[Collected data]
-*-

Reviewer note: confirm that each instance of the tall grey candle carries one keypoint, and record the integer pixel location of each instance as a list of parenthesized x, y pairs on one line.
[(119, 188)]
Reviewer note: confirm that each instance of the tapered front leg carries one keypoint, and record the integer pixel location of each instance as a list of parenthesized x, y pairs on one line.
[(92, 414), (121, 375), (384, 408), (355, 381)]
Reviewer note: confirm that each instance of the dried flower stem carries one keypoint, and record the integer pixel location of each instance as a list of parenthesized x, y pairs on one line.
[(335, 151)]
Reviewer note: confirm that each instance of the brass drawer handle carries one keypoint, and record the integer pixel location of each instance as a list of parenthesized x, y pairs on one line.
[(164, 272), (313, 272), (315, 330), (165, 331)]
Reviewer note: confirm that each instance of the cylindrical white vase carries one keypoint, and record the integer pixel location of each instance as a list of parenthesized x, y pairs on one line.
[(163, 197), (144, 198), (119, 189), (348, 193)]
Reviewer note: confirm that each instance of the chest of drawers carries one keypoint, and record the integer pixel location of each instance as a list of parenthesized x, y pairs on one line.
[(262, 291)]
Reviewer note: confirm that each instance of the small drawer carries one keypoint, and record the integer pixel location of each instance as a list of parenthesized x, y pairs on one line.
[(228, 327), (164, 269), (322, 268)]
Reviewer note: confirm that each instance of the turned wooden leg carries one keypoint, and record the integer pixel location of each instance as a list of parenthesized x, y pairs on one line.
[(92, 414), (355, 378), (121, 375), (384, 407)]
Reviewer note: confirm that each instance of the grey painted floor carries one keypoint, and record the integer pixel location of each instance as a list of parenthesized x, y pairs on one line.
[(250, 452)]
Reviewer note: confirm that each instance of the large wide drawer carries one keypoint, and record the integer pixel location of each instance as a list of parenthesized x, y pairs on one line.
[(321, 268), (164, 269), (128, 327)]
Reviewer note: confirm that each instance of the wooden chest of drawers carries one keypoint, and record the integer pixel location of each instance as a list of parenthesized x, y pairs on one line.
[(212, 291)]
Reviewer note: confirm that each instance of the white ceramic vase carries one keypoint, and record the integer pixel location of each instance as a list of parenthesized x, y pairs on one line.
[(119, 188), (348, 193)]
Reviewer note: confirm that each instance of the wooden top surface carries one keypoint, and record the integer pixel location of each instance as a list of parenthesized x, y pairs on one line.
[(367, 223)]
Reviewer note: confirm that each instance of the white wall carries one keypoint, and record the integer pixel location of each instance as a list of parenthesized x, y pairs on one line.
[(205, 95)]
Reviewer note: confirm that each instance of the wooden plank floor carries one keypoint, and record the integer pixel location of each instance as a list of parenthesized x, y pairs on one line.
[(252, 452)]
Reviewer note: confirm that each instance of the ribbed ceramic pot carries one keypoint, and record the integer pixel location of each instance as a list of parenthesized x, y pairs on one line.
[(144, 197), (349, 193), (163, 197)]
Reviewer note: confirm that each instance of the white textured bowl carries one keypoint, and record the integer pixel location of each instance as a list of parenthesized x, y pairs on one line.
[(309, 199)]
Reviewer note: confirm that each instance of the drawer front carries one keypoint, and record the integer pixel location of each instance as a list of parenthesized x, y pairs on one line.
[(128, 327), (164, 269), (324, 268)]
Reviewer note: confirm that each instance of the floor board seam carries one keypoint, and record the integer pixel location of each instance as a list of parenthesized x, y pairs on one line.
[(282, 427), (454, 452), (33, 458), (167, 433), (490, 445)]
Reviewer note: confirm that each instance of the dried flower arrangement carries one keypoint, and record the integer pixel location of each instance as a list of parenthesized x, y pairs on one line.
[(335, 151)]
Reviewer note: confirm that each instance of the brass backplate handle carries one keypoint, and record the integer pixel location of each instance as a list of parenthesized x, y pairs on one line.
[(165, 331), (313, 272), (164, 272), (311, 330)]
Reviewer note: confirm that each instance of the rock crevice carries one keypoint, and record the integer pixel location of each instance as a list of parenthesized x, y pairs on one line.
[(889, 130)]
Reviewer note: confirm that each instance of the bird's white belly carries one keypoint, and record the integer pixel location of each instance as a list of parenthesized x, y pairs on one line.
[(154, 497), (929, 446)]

-*-

### Task prompt:
Copy out all of the records above, renaming "Reviewer note" to "Checker note" and leaving everything else untouched.

### Completed exercise:
Checker note: confirm that each instance of the tall grey candle carries one keypoint, and record the integer pixel location of each instance as a list of parenthesized x, y pairs on one line.
[(119, 188)]
Checker note: confirm that each instance of the tapered front leg carries one keypoint, and record the integer pixel location of each instance as a list of parenthesized x, y pairs on one line.
[(92, 414), (121, 375), (384, 408), (355, 381)]
Checker note: confirm that each instance of the dried flower stem carries one keypoint, and record the integer pixel location of each instance as a list of parenthesized x, y pairs on one line.
[(335, 151)]
Checker note: confirm that each instance of the brass drawer handle carries one keypoint, and record the integer pixel location of each instance as a list of parenthesized x, y pairs on one line.
[(164, 272), (313, 272), (315, 330), (165, 331)]
Checker note: confirm that each instance of the cylindrical white vase carries one keypoint, and record the integer pixel location of each instance as a list of parenthesized x, y pairs on one line.
[(163, 197), (144, 198), (119, 189), (348, 193)]
Checker note: confirm that each instance of the chest of drawers carries one keypoint, and record the integer pixel location of each instance as a list of parenthesized x, y pairs on one line.
[(262, 291)]
Checker note: confirm that each instance of the small drawer carries one keypoint, and record the integer pixel location of each instance as a list of parenthesized x, y pairs on one line.
[(228, 327), (164, 269), (322, 268)]
Checker note: confirm that each instance of the turned wooden leg carries one keypoint, and record the integer pixel location of each instance as a list of parenthesized x, y pairs on one line.
[(92, 414), (355, 378), (121, 375), (384, 407)]
Checker note: confirm that each instance of the grey painted floor carries one keypoint, and record the integer pixel location of each instance as a list of parenthesized x, y pairs on one line.
[(250, 452)]
Checker note: confirm that each instance of the large wide drawer carries one keypoint, and record the integer pixel location of each instance as a list of parenthesized x, y pairs on one line.
[(321, 268), (164, 269), (128, 327)]
Checker note: confirm that each instance of the wooden chest of drawers carries one keypoint, and record the integer pixel location of each instance as a list of parenthesized x, y pairs on one line.
[(212, 291)]
Checker note: confirm that each instance of the white ceramic vase carries one keypoint, and record the integer pixel location of each instance as a list of parenthesized x, y pairs on one line.
[(119, 188), (348, 193)]
Checker note: confirm that each instance of the wooden top surface carries one keypoint, and record the integer pixel location of each instance as a list of parenthesized x, y pairs on one line.
[(367, 223)]
Checker note: confirm that each instance of the white wall carries one keypoint, and record the integer pixel location of each instance as a list of parenthesized x, y pairs on one line.
[(205, 95)]
Checker note: confirm that each instance of the wooden plank floor carries one keypoint, and record the integer pixel location of each instance as a list of parenthesized x, y pairs on one line.
[(252, 452)]
Checker note: confirm that each instance of the ribbed ceramic pot carries one keypoint, and record the integer pixel location of each instance as a list of parenthesized x, y pairs on one line.
[(144, 197), (349, 193), (163, 197)]
Checker note: confirm that each instance of the white textured bowl carries one keypoint, and record the integer pixel location of each instance as a list of parenthesized x, y pairs on one line.
[(309, 199)]
Checker note: confirm that each instance of the drawer front carries one keypoint, and record the integer pixel location of each instance as a list of parenthesized x, y pairs on one line.
[(128, 327), (164, 269), (324, 268)]
Checker note: confirm that each instance of the floor board seam carries one keypoint, and record the integer pixel location of each instance as a list of parenthesized x, y pairs on one line.
[(282, 427), (454, 452), (33, 458), (167, 433), (490, 445)]
Checker note: confirm that each instance of the dried flower arrangement carries one keypoint, and record the integer pixel location of each instance as a list of parenthesized x, y pairs on one line.
[(335, 151)]
Checker note: confirm that each instance of the brass backplate handle carries one keypoint, and record the integer pixel location of each instance as a list of parenthesized x, y pairs on one line.
[(165, 331), (313, 272), (164, 272), (311, 330)]
Checker note: confirm that each instance of the rock crevice carries one keypoint, and record the integer pixel location of each instance as a list of parenthesized x, y pairs on one line.
[(889, 130)]
Checker note: confirm that each instance of the bird's white belly carries one keypoint, and record the integer pixel location of each instance as a list of parenthesized x, y pairs on one line.
[(154, 497), (929, 446)]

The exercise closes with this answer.